→ **Исходный текст**:
=-=-=
Colourитное кино

№ 2014 / 10, 23.02.2015

Последняя картина Алексея Германа-старшего действительно представляет собой экранизацию. Но только не знаменитого одноимённого романа братьев Стругацких

Последняя картина Алексея Германа-старшего действительно представляет собой экранизацию. Но только не знаменитого одноимённого романа братьев Стругацких, а тех текстов детского фольклора, которые, разумеется, знакомы почти каждому и которые эксплуатируют поэтику физиологического отвращения («Шёл петух по льду, насрал говна с кровью. Кто первый скажет, тот слижет; кто второй, тот остаточки залижет»; «Ах, какая благодать, кожу с черепа сдирать и жевать, жевать, жевать, тёплым гноем запивать…»; «Как приятно у трупа смердящего перегрызть сухожилия ног и вонючего мяса скользящего откусить на пол-фунта кусок…»).

Герои картины с вожделением нюхают внутреннее пространство пропитанных потом сапог, давят и пробуют на вкус различных кровососущих насекомых, шастают между висящими трупами удавленных собак, долго и с большим удовольствием мочатся, пускают ветры, хлопают себя по заду, норовят ухватиться за чужие яйца, выдавливают перстами глаза собеседнику, пальпируют истлевшие лицевые ткани крошащихся черепов, падают в грязь, лежат в лужах, дразнят покойников, принципиально не моют посуду, малоэстетично жрут, ещё менее эстетично пьют, рыгают, воют, заикаются, мокнут под дождём, вспарывают животы, выпускают кишки, рубят головы, срезают с мертвецов наиболее сочные куски мяса, страдают припадками, воняют, безуспешно пытаются совокупиться, дерутся, блюют, натыкаются взглядом на возбуждённый ослиный фаллос и т. д. и т. п.
=-=-=
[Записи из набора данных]
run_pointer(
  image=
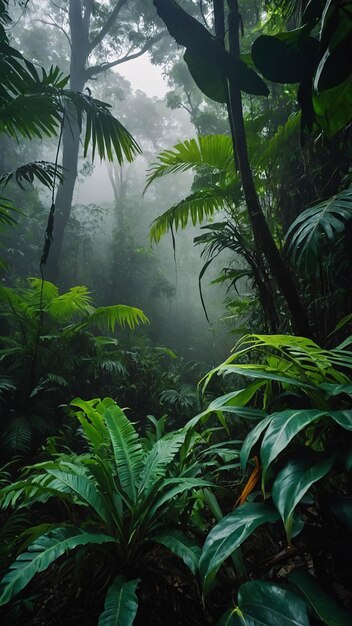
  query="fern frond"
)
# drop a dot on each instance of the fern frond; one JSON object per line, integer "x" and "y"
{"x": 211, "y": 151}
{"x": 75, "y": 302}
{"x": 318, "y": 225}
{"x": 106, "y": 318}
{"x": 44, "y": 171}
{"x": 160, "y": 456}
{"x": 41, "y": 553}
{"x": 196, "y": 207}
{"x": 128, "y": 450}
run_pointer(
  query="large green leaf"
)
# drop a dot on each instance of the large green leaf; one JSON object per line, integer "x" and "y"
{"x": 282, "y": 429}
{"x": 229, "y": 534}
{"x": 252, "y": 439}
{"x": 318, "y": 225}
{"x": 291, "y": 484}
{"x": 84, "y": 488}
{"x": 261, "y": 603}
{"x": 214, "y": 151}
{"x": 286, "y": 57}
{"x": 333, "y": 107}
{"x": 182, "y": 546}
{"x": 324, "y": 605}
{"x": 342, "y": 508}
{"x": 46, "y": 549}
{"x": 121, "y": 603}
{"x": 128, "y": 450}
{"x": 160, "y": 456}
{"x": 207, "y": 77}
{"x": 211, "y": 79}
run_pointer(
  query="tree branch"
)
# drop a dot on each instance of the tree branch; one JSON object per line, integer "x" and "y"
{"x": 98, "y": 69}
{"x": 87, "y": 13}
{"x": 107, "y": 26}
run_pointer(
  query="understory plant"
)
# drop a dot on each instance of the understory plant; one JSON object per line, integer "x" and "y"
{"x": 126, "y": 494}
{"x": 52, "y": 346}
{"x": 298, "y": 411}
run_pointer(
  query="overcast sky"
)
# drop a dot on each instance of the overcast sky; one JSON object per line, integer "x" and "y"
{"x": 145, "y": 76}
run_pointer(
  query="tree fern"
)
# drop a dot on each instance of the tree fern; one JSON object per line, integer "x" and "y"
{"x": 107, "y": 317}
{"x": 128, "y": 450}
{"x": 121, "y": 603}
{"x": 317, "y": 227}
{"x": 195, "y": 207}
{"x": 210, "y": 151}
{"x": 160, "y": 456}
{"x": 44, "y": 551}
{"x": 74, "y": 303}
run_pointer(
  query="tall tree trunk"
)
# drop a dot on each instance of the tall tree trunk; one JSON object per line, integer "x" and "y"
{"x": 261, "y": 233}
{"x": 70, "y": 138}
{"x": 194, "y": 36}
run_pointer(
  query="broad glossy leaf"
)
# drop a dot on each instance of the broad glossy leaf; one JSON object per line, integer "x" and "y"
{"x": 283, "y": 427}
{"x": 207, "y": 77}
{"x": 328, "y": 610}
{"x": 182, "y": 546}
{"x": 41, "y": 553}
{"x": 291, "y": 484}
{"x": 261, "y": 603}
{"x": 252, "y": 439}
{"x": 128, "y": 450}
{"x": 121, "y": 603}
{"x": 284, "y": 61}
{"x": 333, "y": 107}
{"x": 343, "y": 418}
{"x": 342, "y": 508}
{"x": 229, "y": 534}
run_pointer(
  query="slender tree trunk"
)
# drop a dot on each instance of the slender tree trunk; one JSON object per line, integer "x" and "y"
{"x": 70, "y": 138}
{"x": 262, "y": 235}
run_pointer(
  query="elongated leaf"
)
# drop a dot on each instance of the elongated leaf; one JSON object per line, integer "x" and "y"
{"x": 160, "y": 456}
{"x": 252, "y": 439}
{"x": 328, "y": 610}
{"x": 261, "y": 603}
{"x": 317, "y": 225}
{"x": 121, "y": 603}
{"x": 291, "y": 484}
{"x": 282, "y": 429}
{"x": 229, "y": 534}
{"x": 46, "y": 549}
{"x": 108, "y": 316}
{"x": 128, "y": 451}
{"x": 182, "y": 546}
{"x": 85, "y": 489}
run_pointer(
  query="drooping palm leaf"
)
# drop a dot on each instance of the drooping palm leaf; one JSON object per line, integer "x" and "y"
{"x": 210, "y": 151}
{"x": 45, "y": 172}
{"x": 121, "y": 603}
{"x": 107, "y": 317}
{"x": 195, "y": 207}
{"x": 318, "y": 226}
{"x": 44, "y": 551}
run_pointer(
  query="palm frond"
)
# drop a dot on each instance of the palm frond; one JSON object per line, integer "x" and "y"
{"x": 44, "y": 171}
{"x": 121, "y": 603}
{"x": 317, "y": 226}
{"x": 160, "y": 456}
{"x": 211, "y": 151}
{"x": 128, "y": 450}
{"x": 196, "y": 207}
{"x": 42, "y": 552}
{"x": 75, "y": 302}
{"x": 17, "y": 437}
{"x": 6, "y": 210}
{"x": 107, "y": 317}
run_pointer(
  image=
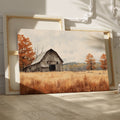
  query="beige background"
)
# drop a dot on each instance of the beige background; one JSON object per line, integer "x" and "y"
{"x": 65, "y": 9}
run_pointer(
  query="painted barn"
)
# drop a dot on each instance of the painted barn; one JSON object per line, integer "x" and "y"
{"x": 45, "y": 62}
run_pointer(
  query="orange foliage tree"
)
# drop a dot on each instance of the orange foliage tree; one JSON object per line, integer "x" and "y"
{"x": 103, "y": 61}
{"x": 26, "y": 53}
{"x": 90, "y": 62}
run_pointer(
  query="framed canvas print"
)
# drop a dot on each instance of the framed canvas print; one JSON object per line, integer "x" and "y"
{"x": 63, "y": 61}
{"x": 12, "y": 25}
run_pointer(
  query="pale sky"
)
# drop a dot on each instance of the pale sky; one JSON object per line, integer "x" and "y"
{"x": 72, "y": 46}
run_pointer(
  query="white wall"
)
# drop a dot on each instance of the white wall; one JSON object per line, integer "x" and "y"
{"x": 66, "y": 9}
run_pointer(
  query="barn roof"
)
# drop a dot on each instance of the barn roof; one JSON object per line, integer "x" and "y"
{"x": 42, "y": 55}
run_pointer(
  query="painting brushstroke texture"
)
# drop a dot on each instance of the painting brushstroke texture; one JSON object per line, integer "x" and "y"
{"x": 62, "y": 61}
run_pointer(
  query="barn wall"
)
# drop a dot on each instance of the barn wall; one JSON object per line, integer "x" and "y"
=-=-=
→ **Что нужно сделать**:
1 - Соответствуют ли рецензии на последний фильм Алексея Германа-старшего следующие утверждения: (а) картина является экранизацией романа братьев Стругацких; (б) цитируемые тексты детского фольклора знакомы почти каждому; (в) герои картины моют посуду? На каждое ответьте «да» или «нет» и приведите решающие слова рецензии дословно.
2 - Почему, по словам рецензии на последний фильм Алексея Германа-старшего, картина экранизирует не роман братьев Стругацких, а детский фольклор? Ответьте одним–тремя предложениями.
3 - Напишите продолжение рецензии на последний фильм Алексея Германа-старшего, начав сразу после последнего приведённого предложения.

→ **Список ответов**:
1 -
(а) Нет: «Но только не знаменитого одноимённого романа братьев Стругацких».
(б) Да: «которые, разумеется, знакомы почти каждому».
(в) Нет: «принципиально не моют посуду».

2 - Детский фольклор, о котором идёт речь, эксплуатирует поэтику физиологического отвращения. Герои картины заняты именно такими действиями: нюхают пропитанные потом сапоги, давят насекомых, рыгают, блюют, срезают с мертвецов куски мяса.

3 -
Ну, а доминантой этого художественного мира, его смыслоообразующим центром и главной несущей конструкцией является, безусловно, дерьмо. Почти каждый персонаж фильма считает своим высоким нравственным долгом прилюдно справить большую нужду, причём с видом очень серьёзным и крайне ответственным. Но с появлением на свет божий приключения человеческих экскрементов не заканчиваются, поскольку их стремятся максимально утилизировать. Кто-то дерьмом случайно пачкается, кто-то дерьмом сознательно мажется, кого-то в дерьме топят (не фигуральным, а самым что ни на есть прямым образом), кого-то в дерьме валяют, из анального отверстия одного трупа дерьмо переносится на палочке в ротовое отверстие другого, словом, дерьмоворот говна в природе не прекращается ни на минуту, заставляя видеть в «Норме» Сорокина и «120 днях Содома» Пазолини трусливое и малодушное воплощение бескрылого копроминимализма.

Если мы вспомним, что Блок называл кинематограф «электрическим сном наяву», то «Трудно быть богом» Германа-старшего следует воспринимать как непомерно растянутый сон, субъекту которого постоянно грезится только одно — стихийное или, как сказал бы Лев Николаевич Толстой, «роевое» движение народных каловых масс.

С другой стороны, всё, что человек видит во сне, служит, как известно, предвестием чего-либо или кого-либо. Выпадающие зубы снятся к смерти, дождь — к слезам, соль — к ссоре, ружьё — к визиту мужчины, а столь милое сердцу Германа-старшего дерьмо снится, как правило, к деньгам. И деньги эти, надо отдать должное онейрокритическим способностям режиссёра, после завершения киноповествования буквально проливаются на зрителя золотым дождём, «перекодированным», правда, в обманчиво скромную надпись в одном из финальных титров: «Спасибо Алексею Кудрину и Михаилу Прохорову».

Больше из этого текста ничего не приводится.